▶ _Requirement_: So that nothing is lost, write out all the lines below exactly.

▶ _Data extracts_:
==================================================
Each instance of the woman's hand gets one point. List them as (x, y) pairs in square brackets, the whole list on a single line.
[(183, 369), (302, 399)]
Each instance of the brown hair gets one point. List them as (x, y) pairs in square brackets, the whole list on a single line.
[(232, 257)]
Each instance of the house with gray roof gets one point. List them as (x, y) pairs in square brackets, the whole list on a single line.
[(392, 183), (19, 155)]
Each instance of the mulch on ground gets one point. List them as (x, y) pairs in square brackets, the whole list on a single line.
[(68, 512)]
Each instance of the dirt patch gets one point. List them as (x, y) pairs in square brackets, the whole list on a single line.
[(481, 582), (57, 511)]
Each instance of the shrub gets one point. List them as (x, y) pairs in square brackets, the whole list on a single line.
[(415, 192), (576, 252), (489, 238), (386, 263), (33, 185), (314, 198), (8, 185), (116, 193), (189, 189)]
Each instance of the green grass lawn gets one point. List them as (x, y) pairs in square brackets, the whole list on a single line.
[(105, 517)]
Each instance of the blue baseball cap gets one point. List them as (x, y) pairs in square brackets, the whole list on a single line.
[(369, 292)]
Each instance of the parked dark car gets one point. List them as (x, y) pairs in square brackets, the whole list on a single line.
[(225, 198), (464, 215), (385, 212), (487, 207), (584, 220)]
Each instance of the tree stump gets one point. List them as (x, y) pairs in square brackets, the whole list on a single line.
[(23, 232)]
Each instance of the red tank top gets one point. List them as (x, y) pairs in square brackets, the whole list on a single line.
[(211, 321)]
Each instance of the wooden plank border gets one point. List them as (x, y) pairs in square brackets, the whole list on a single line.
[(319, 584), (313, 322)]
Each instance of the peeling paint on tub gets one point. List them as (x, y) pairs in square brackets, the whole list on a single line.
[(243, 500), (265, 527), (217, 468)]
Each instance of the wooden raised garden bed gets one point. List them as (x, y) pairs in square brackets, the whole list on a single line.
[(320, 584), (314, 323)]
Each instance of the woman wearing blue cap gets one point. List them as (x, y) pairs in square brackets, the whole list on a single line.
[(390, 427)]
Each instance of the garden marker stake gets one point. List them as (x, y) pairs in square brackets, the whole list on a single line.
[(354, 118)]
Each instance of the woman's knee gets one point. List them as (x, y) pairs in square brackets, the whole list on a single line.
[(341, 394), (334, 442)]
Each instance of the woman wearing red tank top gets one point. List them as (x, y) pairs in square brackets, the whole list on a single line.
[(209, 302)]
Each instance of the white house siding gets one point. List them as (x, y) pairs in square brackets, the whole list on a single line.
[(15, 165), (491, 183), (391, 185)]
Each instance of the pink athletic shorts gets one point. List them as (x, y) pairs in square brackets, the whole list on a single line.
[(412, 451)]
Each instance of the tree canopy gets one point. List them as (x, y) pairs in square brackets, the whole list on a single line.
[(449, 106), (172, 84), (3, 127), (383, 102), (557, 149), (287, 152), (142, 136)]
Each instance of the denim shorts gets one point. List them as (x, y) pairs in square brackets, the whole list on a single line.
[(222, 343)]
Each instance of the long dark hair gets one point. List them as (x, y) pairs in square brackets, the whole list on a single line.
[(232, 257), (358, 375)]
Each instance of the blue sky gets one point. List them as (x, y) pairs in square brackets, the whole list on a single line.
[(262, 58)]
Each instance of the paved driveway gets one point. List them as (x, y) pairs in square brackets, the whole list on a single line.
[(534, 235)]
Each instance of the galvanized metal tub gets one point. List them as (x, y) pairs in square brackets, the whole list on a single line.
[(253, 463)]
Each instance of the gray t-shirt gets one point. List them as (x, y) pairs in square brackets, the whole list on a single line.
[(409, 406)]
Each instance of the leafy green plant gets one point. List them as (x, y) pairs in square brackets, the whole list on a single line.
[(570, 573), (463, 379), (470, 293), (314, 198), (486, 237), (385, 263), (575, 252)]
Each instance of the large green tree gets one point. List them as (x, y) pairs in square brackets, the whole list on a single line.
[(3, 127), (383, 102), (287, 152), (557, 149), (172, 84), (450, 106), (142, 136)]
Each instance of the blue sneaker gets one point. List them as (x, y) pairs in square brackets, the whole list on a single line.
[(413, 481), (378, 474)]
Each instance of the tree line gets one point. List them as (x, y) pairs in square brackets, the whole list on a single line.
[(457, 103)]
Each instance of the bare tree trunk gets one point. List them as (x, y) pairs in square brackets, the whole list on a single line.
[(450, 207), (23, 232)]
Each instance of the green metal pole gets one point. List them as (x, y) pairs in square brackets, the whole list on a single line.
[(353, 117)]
==================================================
▶ _Written answer_:
Each instance of the woman's hand gets one point. List them as (x, y) pairs in square brackets, the whole list on a single line.
[(183, 369), (302, 399)]
Each instance of the brown hair gets one point. List them as (x, y) pairs in square brackets, the whole list on a single line.
[(232, 257)]
Each instance of the house with gray roof gets one point. List them as (x, y) pairs in square brackets, the whole list on a single line.
[(392, 183), (19, 155)]
Each instance of the mulch on ground gets one point. List them as (x, y) pairs in square brackets, the whole list on a single line.
[(68, 512)]
Each instance of the dirt patch gets one point. List them as (x, y) pairs in square brackets, the whole list on a single line.
[(481, 582), (57, 511)]
Each instance of the shrub gets one point. List them as (x, y) pairs in square brackets, the whole list on a single line.
[(415, 192), (576, 252), (489, 238), (386, 263), (33, 185), (314, 198), (8, 185), (116, 193), (189, 189)]
Each instance of the green grass lawn gets one point. List them as (x, y) pairs in square brackets, the whole list on a single line.
[(105, 517)]
Each instance of the blue baseball cap gets one point. List them as (x, y) pairs in square brackets, the whole list on a single line.
[(369, 292)]
Each instance of the parked dark car gets one point. List them as (x, y) pairs in square brackets, the whole list on a single line.
[(225, 198), (464, 215), (385, 212), (487, 207), (584, 220)]
Each instance of the tree stump gets one point. List them as (x, y) pairs in square brackets, the whole list on a single line.
[(23, 232)]
Each instance of the red tank top gets one point. List them as (x, y) pairs in square brackets, the whole list on a single line.
[(211, 321)]
Each instance of the wooden plank border gets one point. List them as (x, y) pairs in square brackets, the whole list on a single line.
[(319, 584), (313, 322)]
Each instance of the peeling paint on tub gets one point. List them as (x, y) pairs in square brackets, the whole list on a single line.
[(243, 500), (265, 527), (217, 468)]
Each instance of the wooden raised garden bed gets one point. List them as (x, y) pairs in square brackets, the whole list on a single line.
[(320, 584), (314, 323)]
Each instance of the woman wearing blue cap gets one point. List them as (x, y) pairs in square brackets, the whole list on a single line.
[(390, 427)]
Each instance of the garden marker stake gets one point. List them as (x, y) pairs in square brackets, the whole list on a single line.
[(354, 118)]
Each instance of the woman's knee gets one point. List them as (x, y) pairs in square brackets, the whole list on a single line.
[(341, 394), (334, 442)]
Each instance of the woman wearing red tank top gets one point. List them as (x, y) pairs in square brackets, the whole list on a single line.
[(209, 302)]
Each instance of the white house siding gets one point. List them as (x, y) pairs in square brackets, the whole list on a single line.
[(15, 165), (491, 183), (391, 185)]
Each instance of the pink athletic shorts gets one point. List them as (x, y) pairs in square brackets, the whole list on a single line.
[(412, 451)]
Each instance of the tree canopy gets one point. List them as (x, y) pairs in square brackets, the whole list on a single line.
[(449, 106), (172, 84), (3, 127), (383, 102), (557, 149), (287, 152), (142, 136)]
Each instance of the denim shorts gets one point. List them as (x, y) pairs in square brackets, the whole list on a single line.
[(222, 343)]
Each instance of the long dark hair gets one point. List them as (x, y) pairs in square brackets, the whole list on a single line.
[(232, 257), (358, 375)]
Each instance of the blue sky gets one point. List them as (x, y) pairs in square brackets, the whole list on a single line.
[(262, 58)]
Each instance of the paved driveway gets one point. List them as (x, y) pairs in square brackets, the whole list on a single line.
[(534, 235)]
Each instance of the galvanized metal tub gets one point. List them as (x, y) pairs in square brackets, the whole list on a single line.
[(253, 463)]
Each instance of the gray t-shirt gets one point. List them as (x, y) pairs in square brackets, the whole list on a single line.
[(409, 406)]
Each instance of the leafy green plant gets one point. List them as (x, y) pairs in square brackets, the whole list on a single line.
[(570, 573), (463, 379), (470, 293), (314, 198), (486, 237), (385, 263), (575, 252)]
Each instance of the large green tree gets one point. List them as (x, y) pairs in square brackets, the whole list on a single line.
[(3, 127), (383, 102), (287, 152), (557, 149), (172, 84), (450, 106), (142, 136)]
Each instance of the blue sneaker gets one point. List them as (x, y) pairs in square brackets, the whole list on a single line.
[(413, 481), (378, 474)]
Each instance of the tree line gets one point. List them as (x, y) pairs in square brackets, the whole list on a single line.
[(457, 103)]
Each instance of the bare tree trunk gets one point. List them as (x, y) pairs in square brackets, the whole list on a single line.
[(450, 207), (23, 232)]
Each instance of the green metal pole gets one point. List them as (x, y) pairs in square brackets, the whole list on a single line.
[(353, 117)]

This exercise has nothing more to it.